◆ **EXTRACTED RECORDS**:
● ● ● ●
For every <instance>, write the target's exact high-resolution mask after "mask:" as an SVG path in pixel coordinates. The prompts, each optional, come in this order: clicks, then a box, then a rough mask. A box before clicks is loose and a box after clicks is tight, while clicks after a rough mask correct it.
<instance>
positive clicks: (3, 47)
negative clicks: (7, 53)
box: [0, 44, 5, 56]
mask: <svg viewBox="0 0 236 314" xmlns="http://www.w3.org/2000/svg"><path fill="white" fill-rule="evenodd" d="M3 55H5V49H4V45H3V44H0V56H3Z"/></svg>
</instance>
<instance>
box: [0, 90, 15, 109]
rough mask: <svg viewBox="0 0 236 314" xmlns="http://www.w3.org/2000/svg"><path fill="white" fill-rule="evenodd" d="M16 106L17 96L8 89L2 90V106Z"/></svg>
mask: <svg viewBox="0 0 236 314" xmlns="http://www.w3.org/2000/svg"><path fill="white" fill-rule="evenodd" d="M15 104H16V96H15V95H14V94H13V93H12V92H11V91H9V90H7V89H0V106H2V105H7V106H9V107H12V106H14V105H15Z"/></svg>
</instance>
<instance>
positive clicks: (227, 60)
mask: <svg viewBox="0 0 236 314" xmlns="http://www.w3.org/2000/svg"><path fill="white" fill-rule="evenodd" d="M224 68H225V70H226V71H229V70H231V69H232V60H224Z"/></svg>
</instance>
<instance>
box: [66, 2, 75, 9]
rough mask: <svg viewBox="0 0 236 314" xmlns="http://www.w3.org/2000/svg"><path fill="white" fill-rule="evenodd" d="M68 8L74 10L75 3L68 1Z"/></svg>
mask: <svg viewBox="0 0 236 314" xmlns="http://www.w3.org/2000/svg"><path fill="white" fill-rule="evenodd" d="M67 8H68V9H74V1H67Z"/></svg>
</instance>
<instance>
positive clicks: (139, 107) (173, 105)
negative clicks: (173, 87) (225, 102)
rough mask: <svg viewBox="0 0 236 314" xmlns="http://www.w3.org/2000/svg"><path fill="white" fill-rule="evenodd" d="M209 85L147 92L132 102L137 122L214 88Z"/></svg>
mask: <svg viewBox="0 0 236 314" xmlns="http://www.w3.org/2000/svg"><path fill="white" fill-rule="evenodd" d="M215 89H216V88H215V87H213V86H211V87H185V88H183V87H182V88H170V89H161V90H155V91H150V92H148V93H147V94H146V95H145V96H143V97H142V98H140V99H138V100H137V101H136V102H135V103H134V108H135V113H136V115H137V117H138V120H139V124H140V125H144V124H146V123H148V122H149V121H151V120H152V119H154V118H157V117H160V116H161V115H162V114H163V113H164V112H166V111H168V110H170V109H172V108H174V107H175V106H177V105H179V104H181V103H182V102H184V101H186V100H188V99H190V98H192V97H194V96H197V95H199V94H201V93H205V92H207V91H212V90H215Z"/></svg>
● ● ● ●
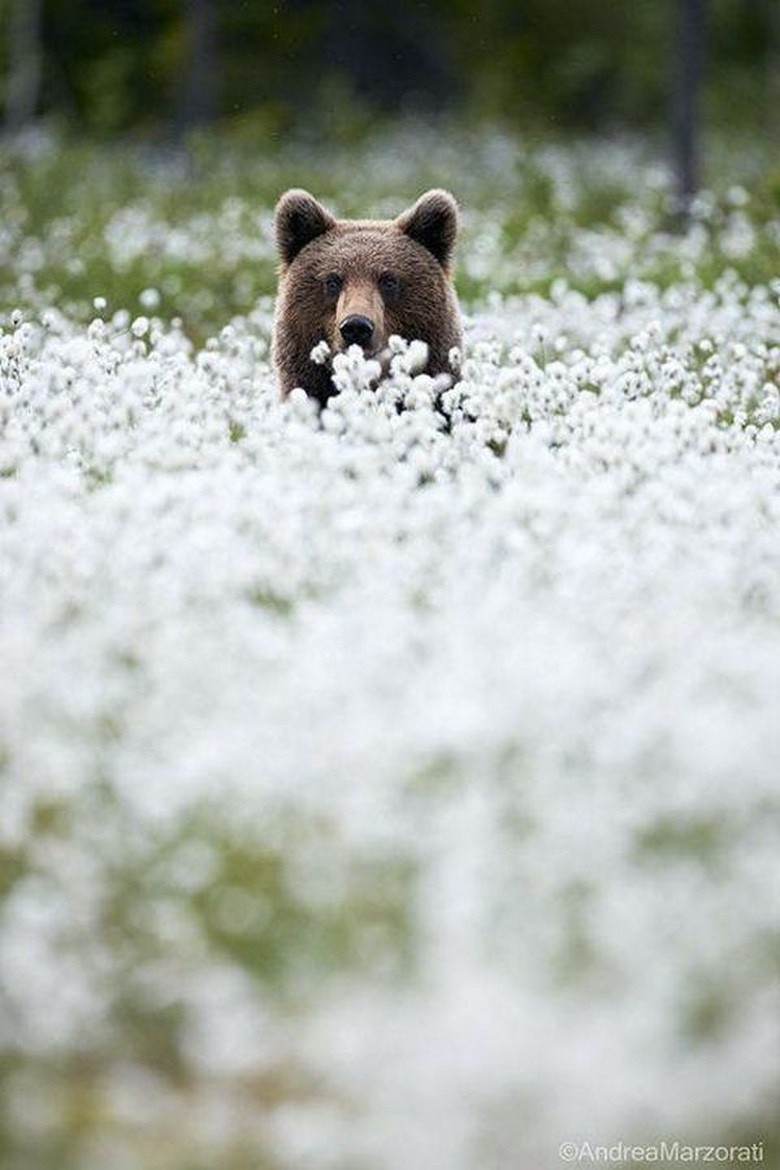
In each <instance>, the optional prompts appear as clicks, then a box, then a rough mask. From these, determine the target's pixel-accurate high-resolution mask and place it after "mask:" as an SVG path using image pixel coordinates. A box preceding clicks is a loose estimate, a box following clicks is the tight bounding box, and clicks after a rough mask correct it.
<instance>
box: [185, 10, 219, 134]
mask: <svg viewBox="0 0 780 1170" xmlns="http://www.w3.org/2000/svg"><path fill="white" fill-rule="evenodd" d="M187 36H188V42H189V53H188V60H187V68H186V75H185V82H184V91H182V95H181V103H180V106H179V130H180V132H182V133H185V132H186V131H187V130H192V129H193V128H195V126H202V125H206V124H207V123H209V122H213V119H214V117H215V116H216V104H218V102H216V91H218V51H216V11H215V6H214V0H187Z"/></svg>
● ● ● ●
◆ **THE TASK**:
Report every line in the records above that contains the word "positive".

◆ **ANSWER BOX**:
positive clicks: (3, 47)
positive clicks: (227, 60)
positive clicks: (139, 107) (173, 105)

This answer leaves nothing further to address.